◆ **DIRECTIONS FOR THIS TASK**
Find every line containing the string "above" in the data below, and report how many there are, with no other words.

Items from a dataset:
=== Begin Enclosure ===
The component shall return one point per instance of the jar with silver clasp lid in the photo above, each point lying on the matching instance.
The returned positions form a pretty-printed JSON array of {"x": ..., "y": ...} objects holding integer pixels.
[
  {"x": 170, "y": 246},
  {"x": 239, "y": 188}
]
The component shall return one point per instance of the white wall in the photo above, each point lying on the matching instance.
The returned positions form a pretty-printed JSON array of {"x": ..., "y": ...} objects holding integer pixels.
=== End Enclosure ===
◆ **SOLUTION TO THIS EXERCISE**
2